- The problem
Copy out the data with "instance" replaced by "occurrence" wherever it occurs, leaving everything else as it is and omitting the pictures.

▼

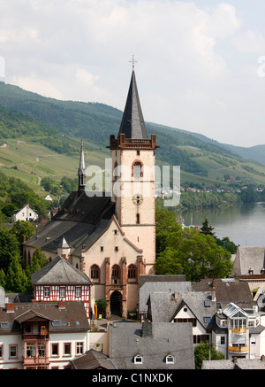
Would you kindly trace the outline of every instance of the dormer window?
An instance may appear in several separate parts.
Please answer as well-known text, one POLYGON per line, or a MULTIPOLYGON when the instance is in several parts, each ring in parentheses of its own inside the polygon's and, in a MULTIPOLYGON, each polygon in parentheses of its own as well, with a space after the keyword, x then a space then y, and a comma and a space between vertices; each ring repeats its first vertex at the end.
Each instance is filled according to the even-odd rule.
POLYGON ((134 356, 134 364, 142 364, 142 356, 136 355, 134 356))
POLYGON ((166 364, 174 364, 175 363, 175 358, 172 355, 168 355, 166 357, 166 364))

▲

- The response
Would you kindly trace the outline of every occurrence of the dormer window?
An occurrence may appear in several separate parts.
Please answer as well-known text, one POLYGON per line, or a MULTIPOLYGON when the occurrence is in several parts, each ring in parentheses of its own inside the polygon's and, in a MULTIPOLYGON, each polygon in parentheses of its own as well, with a space after the keyword, x then a space then y, and a comma and a space between vertices; each ring repeats its first vertex at the end.
Each occurrence is filled according to the even-odd rule.
POLYGON ((134 356, 134 364, 142 364, 142 356, 136 355, 134 356))
POLYGON ((166 364, 174 364, 175 363, 175 358, 172 355, 168 355, 166 357, 166 364))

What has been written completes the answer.